**Quoted passage**
--------
Feast upon the Word Blog

A blog focused on LDS scriptures and teaching

RS/MP Lesson 4, Part 4: “The Book of Mormon: Keystone of Our Religion” (Joseph Smith Manual)

Posted by joespencer on February 11, 2008

Well, as it turns out, I won’t be teaching lesson 4. When I arrived at opening exercises yesterday, the “week 2 instructor” approached me confessing that he had just remembered that he had only just remembered that he was on for teaching. I told him that I was prepared to teach in his place, and he offered to teach lesson 4 for me in a few weeks (because of ward conference, we were only coming to lesson 2 yesterday). So, as it turns out, I had the opportunity to teach lesson 2 instead of lesson 4. However, I’ve had such a marvelous time writing out a post on each part of the lesson, that I might do that at least more often, if not every time in the future…

At any rate, I certainly will continue onward today with part 4 of this four-part series on lesson 4. Again, see here for part 1; here for part 2; and here for part 3.

The scriptures cheer and comfort us and make us wise unto salvation.

This last section of the lesson, as the heading makes clear, moves from the more specific focus on the Book of Mormon to a series of teachings on the broader topic of the scriptures generally. Richly and significantly, though, there is no less a focus, with this broadening of theme, on the Abrahamic covenant. As it turns out, in fact, there is a powerful development of the earlier theme. There is a great deal to think about in these final words.

The first teaching comes from a First Presidency circular in 1840 in Nauvoo. While the focus of the letter as a whole can be said to be on the strengthening of the institution, it is in the passage here quoted that that focus is stretched beyond recognition. The first sentence, which comes as the climax of the institutional focus, is worth quoting in full: “Connected with the building up of the Kingdom, is the printing and circulation of the Book of Mormon, Doctrine and Covenants, . . . and the new translation of the [Bible].” (The original, by the way, lists also Emma’s hymn book, which has been cut out with the ellipsis. I see the wisdom in cutting this from the quotation, since while Emma’s hymn book was assembled in connection with D&C 25, that is, with a revelation, the current one is not so directly “inspired,” and so cutting it would probably prevent some confusion: I’m sure the Brethren are not too excited about having some of the more musically inclined in the Church using this manual to make the claim that the hymns from the current hymn book are on the same didactic level as the scriptures. But I also think it is worth making note that Emma’s hymn book was understood as being quite profoundly connected with the building of the Kingdom….)

While this first sentence can be read as suggesting that the scriptures themselves are unfortunately to be caught up into the sweep of the institutional (especially with the next phrase: “It is unnecessary to say anything respecting these works…”), the teaching clearly presses beyond this with its next claim: “they are calculated to make men wise unto salvation, and sweep away the cobwebs of superstition of ages, throw a light on the proceedings of Jehovah which have already been accomplished, and mark out the future in all its dreadful and glorious realities.” The language here is unmistakably that of the Enlightenment, which quite automatically puts someone like me (who studies Continental thought) on edge: is Joseph giving himself to the unfortunate rationalism of the Enlightenment here? Yet, it is precisely this sort of thing that forces me to think more carefully about what is really at work in the Enlightenment, or in Enlightenment thinking. And such a rethinking of the Enlightenment turns out to be… well… rather enlightening.
--------
**Data**

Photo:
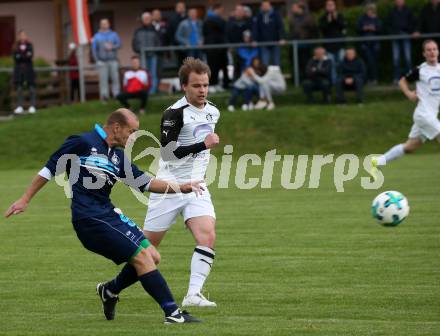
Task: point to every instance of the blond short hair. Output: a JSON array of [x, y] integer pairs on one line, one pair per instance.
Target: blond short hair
[[191, 64]]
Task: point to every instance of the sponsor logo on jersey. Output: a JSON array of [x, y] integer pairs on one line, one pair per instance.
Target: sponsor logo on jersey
[[169, 123], [115, 159]]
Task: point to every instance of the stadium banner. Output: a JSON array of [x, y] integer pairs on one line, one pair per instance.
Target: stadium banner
[[80, 21]]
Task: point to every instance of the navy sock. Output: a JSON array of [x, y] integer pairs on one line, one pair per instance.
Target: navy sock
[[124, 279], [155, 285]]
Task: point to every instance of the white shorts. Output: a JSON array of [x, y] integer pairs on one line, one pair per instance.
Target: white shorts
[[163, 211], [425, 129]]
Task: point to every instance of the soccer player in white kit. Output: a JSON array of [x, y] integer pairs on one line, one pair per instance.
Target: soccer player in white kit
[[187, 135], [426, 124]]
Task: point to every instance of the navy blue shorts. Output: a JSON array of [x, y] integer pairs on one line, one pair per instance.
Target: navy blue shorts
[[111, 235]]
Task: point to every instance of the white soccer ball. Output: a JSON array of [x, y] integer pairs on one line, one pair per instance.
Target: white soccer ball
[[390, 208]]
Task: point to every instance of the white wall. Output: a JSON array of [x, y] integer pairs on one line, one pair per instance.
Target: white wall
[[37, 19]]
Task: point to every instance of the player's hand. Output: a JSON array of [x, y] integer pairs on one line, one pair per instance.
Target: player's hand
[[211, 140], [16, 208], [412, 95], [189, 187]]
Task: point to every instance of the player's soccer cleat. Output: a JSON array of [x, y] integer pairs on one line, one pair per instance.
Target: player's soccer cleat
[[270, 106], [261, 104], [374, 171], [181, 316], [108, 302], [197, 300], [19, 110]]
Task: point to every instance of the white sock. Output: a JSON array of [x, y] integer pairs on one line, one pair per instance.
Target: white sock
[[394, 153], [201, 264]]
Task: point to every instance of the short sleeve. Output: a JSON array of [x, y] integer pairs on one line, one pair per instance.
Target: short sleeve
[[73, 145], [413, 75], [134, 177]]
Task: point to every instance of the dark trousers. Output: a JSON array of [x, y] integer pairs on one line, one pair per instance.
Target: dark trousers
[[319, 84], [246, 93], [370, 51], [218, 60], [358, 86], [125, 96], [74, 89]]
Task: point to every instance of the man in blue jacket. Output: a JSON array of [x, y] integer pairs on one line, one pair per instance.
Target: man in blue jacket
[[268, 27], [105, 45], [94, 162]]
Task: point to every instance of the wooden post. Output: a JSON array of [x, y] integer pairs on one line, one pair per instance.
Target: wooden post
[[58, 18]]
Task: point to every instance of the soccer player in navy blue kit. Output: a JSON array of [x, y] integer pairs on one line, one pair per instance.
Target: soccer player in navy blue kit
[[97, 162]]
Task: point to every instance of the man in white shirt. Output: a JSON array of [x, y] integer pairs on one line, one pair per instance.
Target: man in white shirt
[[187, 135], [137, 83], [426, 124]]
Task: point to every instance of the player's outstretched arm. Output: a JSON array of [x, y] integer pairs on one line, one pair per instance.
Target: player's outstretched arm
[[21, 204], [163, 187]]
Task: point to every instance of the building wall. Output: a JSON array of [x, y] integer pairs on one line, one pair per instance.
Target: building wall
[[36, 18]]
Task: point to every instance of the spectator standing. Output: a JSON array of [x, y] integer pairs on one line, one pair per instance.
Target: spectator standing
[[247, 54], [105, 45], [370, 25], [73, 74], [430, 17], [401, 21], [23, 52], [161, 27], [178, 16], [351, 75], [333, 25], [189, 33], [244, 86], [302, 26], [214, 32], [270, 82], [235, 27], [269, 27], [318, 76], [147, 37], [136, 85]]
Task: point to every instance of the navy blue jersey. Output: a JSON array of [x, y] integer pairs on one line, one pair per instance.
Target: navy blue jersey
[[93, 168]]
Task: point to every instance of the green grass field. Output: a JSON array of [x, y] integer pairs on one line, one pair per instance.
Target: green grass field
[[289, 262]]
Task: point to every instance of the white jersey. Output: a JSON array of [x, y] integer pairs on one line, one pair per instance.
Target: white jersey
[[184, 127], [427, 78]]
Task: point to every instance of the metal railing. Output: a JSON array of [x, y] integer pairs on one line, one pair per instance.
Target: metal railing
[[295, 44]]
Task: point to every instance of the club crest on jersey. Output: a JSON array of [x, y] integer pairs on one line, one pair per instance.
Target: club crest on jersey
[[202, 130], [434, 82], [115, 159]]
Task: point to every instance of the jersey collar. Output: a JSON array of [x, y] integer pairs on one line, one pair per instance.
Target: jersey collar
[[100, 131]]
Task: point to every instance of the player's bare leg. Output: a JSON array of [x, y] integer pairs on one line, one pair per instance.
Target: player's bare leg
[[203, 231], [410, 146], [154, 237]]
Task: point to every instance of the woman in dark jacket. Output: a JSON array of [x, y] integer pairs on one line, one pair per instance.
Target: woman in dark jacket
[[23, 53], [370, 25]]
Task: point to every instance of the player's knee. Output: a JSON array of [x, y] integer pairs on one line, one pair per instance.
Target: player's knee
[[411, 148], [144, 257], [207, 239], [154, 254]]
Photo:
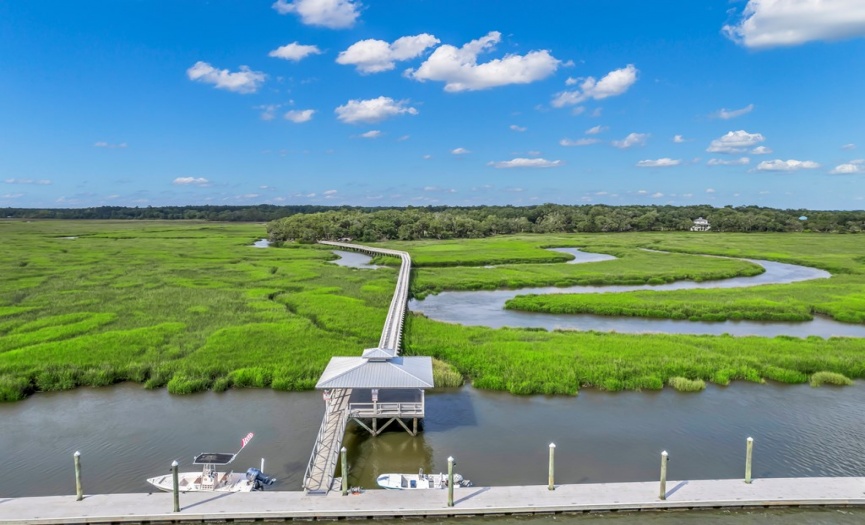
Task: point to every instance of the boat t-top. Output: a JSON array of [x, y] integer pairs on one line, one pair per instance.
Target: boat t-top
[[215, 476]]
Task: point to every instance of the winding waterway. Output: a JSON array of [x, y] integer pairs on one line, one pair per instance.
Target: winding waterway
[[126, 434]]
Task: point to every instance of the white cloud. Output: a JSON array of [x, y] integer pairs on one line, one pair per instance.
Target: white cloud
[[459, 68], [299, 116], [334, 14], [372, 110], [769, 23], [733, 162], [613, 84], [849, 168], [191, 181], [375, 56], [38, 182], [526, 163], [294, 52], [786, 165], [633, 139], [665, 162], [735, 142], [578, 142], [243, 81], [727, 114]]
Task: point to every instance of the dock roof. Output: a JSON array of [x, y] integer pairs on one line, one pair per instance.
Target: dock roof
[[357, 372]]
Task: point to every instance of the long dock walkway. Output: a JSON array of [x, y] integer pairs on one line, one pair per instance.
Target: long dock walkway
[[472, 501], [319, 476]]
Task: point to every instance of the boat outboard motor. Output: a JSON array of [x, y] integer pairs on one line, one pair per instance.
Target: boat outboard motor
[[258, 479]]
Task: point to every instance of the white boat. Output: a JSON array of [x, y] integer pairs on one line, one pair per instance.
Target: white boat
[[211, 479], [419, 481]]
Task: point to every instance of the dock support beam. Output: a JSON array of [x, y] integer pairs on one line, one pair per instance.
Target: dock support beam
[[79, 489], [176, 484], [664, 458], [450, 481], [344, 472]]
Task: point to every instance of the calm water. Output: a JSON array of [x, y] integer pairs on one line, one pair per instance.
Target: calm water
[[126, 434]]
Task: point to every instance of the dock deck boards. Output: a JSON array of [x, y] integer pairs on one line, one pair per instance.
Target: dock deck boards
[[477, 501]]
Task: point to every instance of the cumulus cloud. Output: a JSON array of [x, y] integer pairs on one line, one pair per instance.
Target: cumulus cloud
[[526, 163], [294, 52], [729, 162], [665, 162], [727, 114], [613, 84], [459, 68], [38, 182], [244, 81], [375, 56], [633, 139], [786, 165], [849, 168], [299, 116], [578, 142], [373, 110], [735, 142], [771, 23], [334, 14], [191, 181]]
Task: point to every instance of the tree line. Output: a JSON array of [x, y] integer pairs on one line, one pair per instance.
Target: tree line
[[484, 221], [309, 222]]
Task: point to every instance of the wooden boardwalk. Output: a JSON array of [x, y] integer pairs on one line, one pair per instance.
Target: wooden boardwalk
[[325, 453], [472, 501]]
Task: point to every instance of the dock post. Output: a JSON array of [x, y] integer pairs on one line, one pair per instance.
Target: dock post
[[664, 457], [79, 489], [450, 481], [176, 484], [342, 452]]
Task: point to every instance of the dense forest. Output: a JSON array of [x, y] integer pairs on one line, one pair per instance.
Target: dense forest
[[308, 223], [455, 223]]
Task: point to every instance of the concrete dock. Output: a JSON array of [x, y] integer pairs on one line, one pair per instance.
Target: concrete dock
[[471, 501]]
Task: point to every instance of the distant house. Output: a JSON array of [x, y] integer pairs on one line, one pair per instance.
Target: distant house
[[700, 225]]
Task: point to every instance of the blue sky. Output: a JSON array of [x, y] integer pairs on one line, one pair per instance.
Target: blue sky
[[419, 102]]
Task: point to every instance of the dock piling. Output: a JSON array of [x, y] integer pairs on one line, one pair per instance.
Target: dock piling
[[664, 458], [450, 481], [342, 451], [79, 489], [176, 484]]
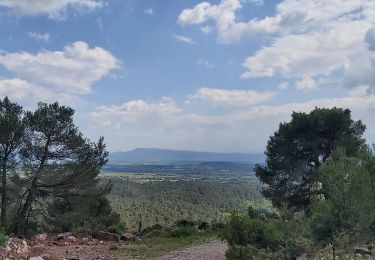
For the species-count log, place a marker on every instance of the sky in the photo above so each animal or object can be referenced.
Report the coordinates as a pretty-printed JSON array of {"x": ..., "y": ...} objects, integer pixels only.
[{"x": 190, "y": 75}]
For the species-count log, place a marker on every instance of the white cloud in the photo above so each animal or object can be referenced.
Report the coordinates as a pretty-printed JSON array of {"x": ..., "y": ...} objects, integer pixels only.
[
  {"x": 206, "y": 29},
  {"x": 306, "y": 84},
  {"x": 149, "y": 11},
  {"x": 50, "y": 75},
  {"x": 310, "y": 38},
  {"x": 205, "y": 64},
  {"x": 313, "y": 38},
  {"x": 258, "y": 2},
  {"x": 135, "y": 110},
  {"x": 224, "y": 16},
  {"x": 230, "y": 97},
  {"x": 72, "y": 70},
  {"x": 246, "y": 129},
  {"x": 283, "y": 86},
  {"x": 182, "y": 38},
  {"x": 40, "y": 36},
  {"x": 52, "y": 8}
]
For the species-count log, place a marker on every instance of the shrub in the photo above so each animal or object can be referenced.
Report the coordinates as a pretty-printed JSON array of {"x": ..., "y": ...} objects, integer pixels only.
[
  {"x": 182, "y": 232},
  {"x": 3, "y": 238}
]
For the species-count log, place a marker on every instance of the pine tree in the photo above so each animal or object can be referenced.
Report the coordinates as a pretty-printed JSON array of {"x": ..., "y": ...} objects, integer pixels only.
[{"x": 11, "y": 134}]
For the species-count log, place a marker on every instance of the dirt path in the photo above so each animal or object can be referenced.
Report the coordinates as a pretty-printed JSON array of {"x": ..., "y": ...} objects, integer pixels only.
[{"x": 214, "y": 250}]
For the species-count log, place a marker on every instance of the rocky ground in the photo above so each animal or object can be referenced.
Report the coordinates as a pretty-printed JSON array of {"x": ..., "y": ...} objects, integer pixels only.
[
  {"x": 214, "y": 250},
  {"x": 69, "y": 247}
]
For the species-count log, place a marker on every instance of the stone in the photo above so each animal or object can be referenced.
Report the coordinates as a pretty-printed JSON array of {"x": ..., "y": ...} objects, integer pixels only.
[
  {"x": 362, "y": 250},
  {"x": 128, "y": 237},
  {"x": 17, "y": 246},
  {"x": 107, "y": 236},
  {"x": 71, "y": 239},
  {"x": 36, "y": 258},
  {"x": 41, "y": 237},
  {"x": 62, "y": 236}
]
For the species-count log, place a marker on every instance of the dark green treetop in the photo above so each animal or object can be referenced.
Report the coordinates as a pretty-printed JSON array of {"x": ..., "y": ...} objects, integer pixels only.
[{"x": 296, "y": 151}]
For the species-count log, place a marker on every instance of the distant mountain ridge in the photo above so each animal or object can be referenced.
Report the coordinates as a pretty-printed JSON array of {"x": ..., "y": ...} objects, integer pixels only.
[{"x": 156, "y": 155}]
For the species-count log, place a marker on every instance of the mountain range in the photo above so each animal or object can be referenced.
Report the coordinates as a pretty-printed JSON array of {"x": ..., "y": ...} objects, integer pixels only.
[{"x": 156, "y": 155}]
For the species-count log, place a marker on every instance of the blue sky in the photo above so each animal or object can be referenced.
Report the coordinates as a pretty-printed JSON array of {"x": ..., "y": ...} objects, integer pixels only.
[{"x": 213, "y": 76}]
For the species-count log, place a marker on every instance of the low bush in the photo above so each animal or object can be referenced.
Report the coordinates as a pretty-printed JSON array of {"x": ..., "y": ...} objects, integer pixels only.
[{"x": 183, "y": 232}]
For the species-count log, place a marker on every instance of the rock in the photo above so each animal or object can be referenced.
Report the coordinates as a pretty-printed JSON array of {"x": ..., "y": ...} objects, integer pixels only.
[
  {"x": 36, "y": 258},
  {"x": 41, "y": 237},
  {"x": 128, "y": 237},
  {"x": 62, "y": 236},
  {"x": 107, "y": 236},
  {"x": 72, "y": 239},
  {"x": 362, "y": 250},
  {"x": 46, "y": 256},
  {"x": 17, "y": 246}
]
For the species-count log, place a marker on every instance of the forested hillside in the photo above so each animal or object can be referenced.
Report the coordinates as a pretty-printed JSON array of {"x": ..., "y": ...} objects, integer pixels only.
[{"x": 164, "y": 200}]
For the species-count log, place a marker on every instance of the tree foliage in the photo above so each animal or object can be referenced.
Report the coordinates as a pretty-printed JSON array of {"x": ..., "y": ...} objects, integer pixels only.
[
  {"x": 11, "y": 136},
  {"x": 299, "y": 147},
  {"x": 46, "y": 163}
]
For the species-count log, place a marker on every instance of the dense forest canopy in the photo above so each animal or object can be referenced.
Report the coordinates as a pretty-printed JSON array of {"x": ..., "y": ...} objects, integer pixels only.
[
  {"x": 299, "y": 147},
  {"x": 320, "y": 175},
  {"x": 45, "y": 162}
]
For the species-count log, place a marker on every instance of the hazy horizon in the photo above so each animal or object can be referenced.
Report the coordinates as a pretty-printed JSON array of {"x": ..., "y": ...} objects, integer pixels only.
[{"x": 214, "y": 76}]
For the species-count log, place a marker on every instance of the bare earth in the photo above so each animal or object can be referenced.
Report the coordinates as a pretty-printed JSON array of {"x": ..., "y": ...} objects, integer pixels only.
[{"x": 214, "y": 250}]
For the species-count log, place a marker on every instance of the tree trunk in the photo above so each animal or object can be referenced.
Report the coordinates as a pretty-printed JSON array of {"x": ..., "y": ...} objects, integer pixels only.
[
  {"x": 4, "y": 197},
  {"x": 23, "y": 215}
]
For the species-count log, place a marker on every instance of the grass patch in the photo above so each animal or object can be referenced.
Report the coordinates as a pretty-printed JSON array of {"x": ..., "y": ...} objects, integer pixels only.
[
  {"x": 154, "y": 247},
  {"x": 114, "y": 247},
  {"x": 3, "y": 238}
]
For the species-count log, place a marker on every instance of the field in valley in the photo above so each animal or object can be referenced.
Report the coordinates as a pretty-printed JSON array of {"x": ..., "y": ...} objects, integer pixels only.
[{"x": 205, "y": 193}]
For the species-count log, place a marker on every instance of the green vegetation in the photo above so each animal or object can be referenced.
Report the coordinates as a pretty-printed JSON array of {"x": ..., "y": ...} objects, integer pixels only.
[
  {"x": 297, "y": 150},
  {"x": 150, "y": 247},
  {"x": 50, "y": 172},
  {"x": 323, "y": 185},
  {"x": 165, "y": 199}
]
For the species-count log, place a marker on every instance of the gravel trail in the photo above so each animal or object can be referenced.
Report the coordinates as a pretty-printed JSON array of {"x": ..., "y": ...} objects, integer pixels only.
[{"x": 214, "y": 250}]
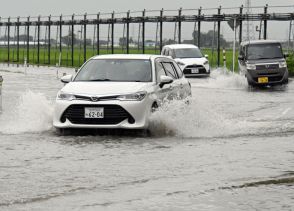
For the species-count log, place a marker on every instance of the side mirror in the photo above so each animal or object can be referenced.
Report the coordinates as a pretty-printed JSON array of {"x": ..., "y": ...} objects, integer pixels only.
[
  {"x": 66, "y": 79},
  {"x": 165, "y": 80},
  {"x": 241, "y": 57}
]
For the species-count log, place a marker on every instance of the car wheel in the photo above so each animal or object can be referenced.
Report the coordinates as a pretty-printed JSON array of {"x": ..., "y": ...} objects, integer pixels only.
[
  {"x": 62, "y": 131},
  {"x": 154, "y": 107}
]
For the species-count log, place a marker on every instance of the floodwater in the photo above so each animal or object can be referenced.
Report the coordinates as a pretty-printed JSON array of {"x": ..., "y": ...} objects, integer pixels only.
[{"x": 232, "y": 148}]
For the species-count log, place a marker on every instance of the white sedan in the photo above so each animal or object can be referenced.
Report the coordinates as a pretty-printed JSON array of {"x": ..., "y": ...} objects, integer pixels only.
[
  {"x": 189, "y": 58},
  {"x": 118, "y": 91}
]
--------
**Exercises**
1. Return the stretch of the listing from its start through the line containing "[[163, 211], [425, 129]]", reproducing those lines verbatim, and leave the pictures out of your answer.
2. Continue the blog post on the Book of Mormon lesson from the point where it stops.

**Answers for the exercise**
1.
Photo:
Task: point to every instance of the blond short hair. Output: a JSON array of [x, y] integer pairs on one line, one pair per instance.
Target: blond short hair
[[191, 64]]
Task: point to every instance of the sponsor logo on jersey. Output: a JSON array of [x, y] integer pairs on one line, one pair per instance.
Target: sponsor logo on jersey
[[169, 123], [115, 159]]
Task: point to every instance of the stadium banner. Output: a JSON array of [x, y] integer pairs on one line, one pair per instance.
Target: stadium banner
[[80, 21]]
Task: point to every instance of the navy sock. Output: a JSON array of [x, y] integer pairs on one line, one pair per instance.
Target: navy sock
[[124, 279], [155, 285]]
Task: point to every instance of the white shorts. Output: a JSON array of [x, y] integer pairs on one line, one pair per instance.
Target: white shorts
[[163, 211], [425, 129]]

2.
One must admit, from the very start, that there is something peculiar about Joseph’s employment of Enlightenment jargon here: perhaps no word was then (and for the subsequent century or so) more commonly attached to Mormonism than “barbarism,” the Enlightenment epithet to be used against whatever is counter-Enlightenment. In other words, Joseph’s teaching here makes an important counter-claim: what would appear to be barbarous turns out, in fact, to be the most enlightening of all. The lucidity of the scriptures, that is, reveals (how enlightening!) the relative obscurity of Enlightenment thinking, and thus gives to be seen that the apparent lucidity of modern thought is an assumed lucidity that only attempts to disguise the real obscurity that inhabits it.

This is, of course, a powerful undercurrent in all of Mormon theology (think Parley P. Pratt’s Key to the Science of Theology, for example, or even Brigham’s statements about the sheer simplicity of his teachings concerning Adam), one that is rooted in the revelations of the Doctrine and Covenants. But, as an undercurrent, it is all too often only felt and not thematized. If I get off on a tangent here, however, explicating this counter-Enlightenment, this post will run to an unfortunate length. So I will let off here with a half-promise that I will write up a full post about the theme (half-promise: I would very much enjoy taking up the theme at some length, but I want to hear a word or two of encouragement or interest before I try to find the time to do it). But I will point out that the last part of this first teaching again confirms the parallel with Enlightenment rhetoric, when Joseph speaks of the saints vying “with each other in their zeal for sending them [the scriptures] abroad throughout the world, that every son of Adam may enjoy the same privileges, and rejoice in the same truths.”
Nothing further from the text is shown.